> Stored data
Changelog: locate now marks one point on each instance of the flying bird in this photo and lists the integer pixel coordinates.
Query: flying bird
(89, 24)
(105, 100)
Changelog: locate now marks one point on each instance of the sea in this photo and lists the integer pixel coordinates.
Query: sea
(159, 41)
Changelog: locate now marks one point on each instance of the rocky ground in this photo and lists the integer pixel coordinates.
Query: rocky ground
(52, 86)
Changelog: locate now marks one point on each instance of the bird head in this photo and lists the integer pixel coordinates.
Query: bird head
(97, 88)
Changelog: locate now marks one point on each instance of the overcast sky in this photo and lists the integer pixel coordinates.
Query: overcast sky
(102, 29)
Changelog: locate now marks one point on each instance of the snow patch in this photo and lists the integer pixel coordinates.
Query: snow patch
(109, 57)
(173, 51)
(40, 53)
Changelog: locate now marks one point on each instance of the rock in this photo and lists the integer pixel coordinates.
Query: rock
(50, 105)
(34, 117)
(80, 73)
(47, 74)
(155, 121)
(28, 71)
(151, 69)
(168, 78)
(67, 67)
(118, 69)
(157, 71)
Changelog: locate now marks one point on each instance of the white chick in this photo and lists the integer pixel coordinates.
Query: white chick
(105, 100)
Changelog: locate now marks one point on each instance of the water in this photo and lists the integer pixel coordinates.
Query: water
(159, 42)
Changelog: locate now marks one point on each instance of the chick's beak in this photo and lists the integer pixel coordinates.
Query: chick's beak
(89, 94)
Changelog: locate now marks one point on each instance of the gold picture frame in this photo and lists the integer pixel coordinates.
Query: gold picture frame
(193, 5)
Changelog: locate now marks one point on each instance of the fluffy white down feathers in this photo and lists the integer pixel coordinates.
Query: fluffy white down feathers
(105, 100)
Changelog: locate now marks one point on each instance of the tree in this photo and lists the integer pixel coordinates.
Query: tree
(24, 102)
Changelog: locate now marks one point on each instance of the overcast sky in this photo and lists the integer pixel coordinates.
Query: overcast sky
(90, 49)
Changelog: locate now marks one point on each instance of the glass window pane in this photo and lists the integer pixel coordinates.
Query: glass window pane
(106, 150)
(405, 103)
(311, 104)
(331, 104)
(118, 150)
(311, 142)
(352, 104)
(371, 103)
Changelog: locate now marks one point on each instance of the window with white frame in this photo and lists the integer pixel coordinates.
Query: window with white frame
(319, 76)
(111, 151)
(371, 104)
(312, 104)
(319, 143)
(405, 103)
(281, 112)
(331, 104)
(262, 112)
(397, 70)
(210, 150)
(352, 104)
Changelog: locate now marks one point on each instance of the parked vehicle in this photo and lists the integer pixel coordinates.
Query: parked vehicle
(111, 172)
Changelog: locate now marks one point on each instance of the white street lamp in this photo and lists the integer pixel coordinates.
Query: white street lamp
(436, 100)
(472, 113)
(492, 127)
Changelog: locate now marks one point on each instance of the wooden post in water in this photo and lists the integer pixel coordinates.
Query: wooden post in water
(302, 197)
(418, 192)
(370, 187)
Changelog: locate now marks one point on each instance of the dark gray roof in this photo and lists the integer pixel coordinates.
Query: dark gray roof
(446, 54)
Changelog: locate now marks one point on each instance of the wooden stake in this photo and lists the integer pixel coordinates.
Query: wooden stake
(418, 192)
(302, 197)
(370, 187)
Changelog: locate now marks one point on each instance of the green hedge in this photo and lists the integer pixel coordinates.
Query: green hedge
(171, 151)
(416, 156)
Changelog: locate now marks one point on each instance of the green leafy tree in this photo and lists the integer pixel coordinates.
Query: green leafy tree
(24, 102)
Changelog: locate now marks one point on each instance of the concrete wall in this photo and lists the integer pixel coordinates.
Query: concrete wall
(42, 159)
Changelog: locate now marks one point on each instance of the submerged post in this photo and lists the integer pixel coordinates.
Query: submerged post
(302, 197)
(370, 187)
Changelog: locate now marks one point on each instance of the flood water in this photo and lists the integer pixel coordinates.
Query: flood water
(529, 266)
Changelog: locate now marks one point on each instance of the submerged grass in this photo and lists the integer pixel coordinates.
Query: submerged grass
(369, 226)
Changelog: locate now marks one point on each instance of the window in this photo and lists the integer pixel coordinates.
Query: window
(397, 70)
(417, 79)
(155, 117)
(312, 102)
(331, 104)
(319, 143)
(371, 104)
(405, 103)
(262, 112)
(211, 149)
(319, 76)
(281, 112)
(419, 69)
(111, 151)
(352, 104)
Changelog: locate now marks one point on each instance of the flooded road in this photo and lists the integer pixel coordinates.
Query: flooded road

> Exercise goal
Repeat the data in its entirety, character for character.

> The response
Changelog: locate now marks one point on each instance of the flying bird in this photo and lists the integer pixel coordinates.
Query: flying bird
(89, 24)
(105, 100)
Changelog: locate now marks one point on each instance of the sea in this photo and lists the integer pixel coordinates.
Query: sea
(159, 41)
Changelog: locate now marks one point on each instance of the rocky ground in this photo and lists the integer pixel coordinates.
Query: rocky ground
(52, 86)
Changelog: locate now marks one point on each instance of the bird head in this photo and lists the integer pixel coordinates.
Query: bird head
(97, 88)
Changelog: locate now marks one point on each instance of the overcast sky in this photo and lists the integer pixel coordinates.
Query: overcast sky
(102, 29)
Changelog: locate now marks one point on each instance of the snow patch in this photo and lists the integer pixel coordinates.
Query: snow patch
(109, 57)
(173, 51)
(40, 53)
Changelog: locate now marks one point on each instance of the rock in this photo and lists the integer pixel coordinates.
Query: rock
(50, 105)
(34, 117)
(80, 73)
(47, 74)
(155, 121)
(28, 71)
(151, 69)
(168, 78)
(67, 67)
(118, 69)
(157, 71)
Changelog: locate now marks one point on each instance of the white chick in this photo and lists the integer pixel coordinates.
Query: white chick
(105, 100)
Changelog: locate now marks one point on each instance of the water in this photo and lists the integer pixel coordinates.
Query: water
(159, 42)
Changelog: locate now marks one point on each instance of the chick's beak in this photo and lists the integer pixel coordinates.
Query: chick's beak
(89, 94)
Changelog: locate now marks one point on each instance of the gold picture frame in this photo and lists the integer pixel coordinates.
Query: gold picture frame
(193, 5)
Changelog: locate now marks one point on each instance of the fluffy white down feathers in this photo and lists the integer pixel coordinates.
Query: fluffy white down feathers
(105, 100)
Changelog: locate now marks one point on each instance of the tree in this photo and lists the integer pixel coordinates.
Query: tree
(24, 102)
Changelog: locate now marks one point on each instance of the overcast sky in this photo and lists the integer pixel coordinates.
Query: overcast sky
(90, 49)
Changelog: locate now marks one point on each instance of the glass window pane in this photo and lists the integer pixel coordinates.
Query: glass window pane
(106, 150)
(405, 103)
(311, 104)
(331, 104)
(118, 150)
(311, 142)
(352, 104)
(371, 103)
Changelog: locate now marks one point on each instance of the window with white frame in this photo and lists the integer pixel coordinates.
Query: window with white frame
(319, 76)
(111, 151)
(371, 104)
(312, 104)
(319, 143)
(405, 103)
(281, 112)
(331, 104)
(262, 112)
(397, 70)
(210, 150)
(352, 104)
Changelog: locate now marks one point on each instance of the parked vehicle in this photo and lists the integer pixel coordinates.
Query: parked vehicle
(111, 172)
Changelog: locate now marks one point on each instance of the white street lamp in this photo and lists the integer pixel coordinates.
Query: white street lamp
(436, 100)
(472, 113)
(492, 127)
Changelog: locate now marks one point on each instance of the wooden post in water in this photo and lists the integer pixel coordinates.
Query: wooden post in water
(302, 197)
(418, 192)
(370, 187)
Changelog: locate now marks one point on each instance of the dark gray roof in this photo and lists the integer pixel coordinates.
Query: dark gray roof
(446, 54)
Changelog: locate now marks one point on each instance of the wooden stake in this photo and lists the integer pixel coordinates.
Query: wooden stake
(418, 192)
(302, 197)
(370, 187)
Changelog: locate now marks one point on each instance of the green hedge in this photo and lists the integer pixel coordinates.
Query: green hedge
(171, 151)
(416, 156)
Changelog: locate now marks one point on each instance of the green leafy tree in this photo and lists the integer pixel coordinates.
Query: green leafy tree
(24, 102)
Changelog: locate now marks one point on each instance of the concrete wall in this photo and lists the integer pixel coordinates.
Query: concrete wall
(42, 159)
Changelog: locate now marks one point on each instance of the submerged post in this photo and lists the integer pixel coordinates.
Query: submerged post
(302, 197)
(370, 187)
Changelog: locate now marks one point on each instance of the flood water in this photo and lists the integer pixel coordinates.
Query: flood water
(529, 266)
Changelog: locate now marks one point on each instance of the submerged grass in this photo and lists the integer pixel coordinates.
Query: submerged grass
(369, 226)
Changelog: locate now marks one point on each instance of the window in this photo and lists the integer pixel coordinates.
Query: window
(397, 70)
(417, 79)
(155, 117)
(312, 102)
(331, 104)
(319, 143)
(371, 104)
(405, 103)
(262, 112)
(211, 149)
(319, 76)
(281, 112)
(419, 69)
(111, 151)
(352, 104)
Changelog: locate now marks one point on each instance of the flooded road in this photo and lists the integer pixel coordinates.
Query: flooded road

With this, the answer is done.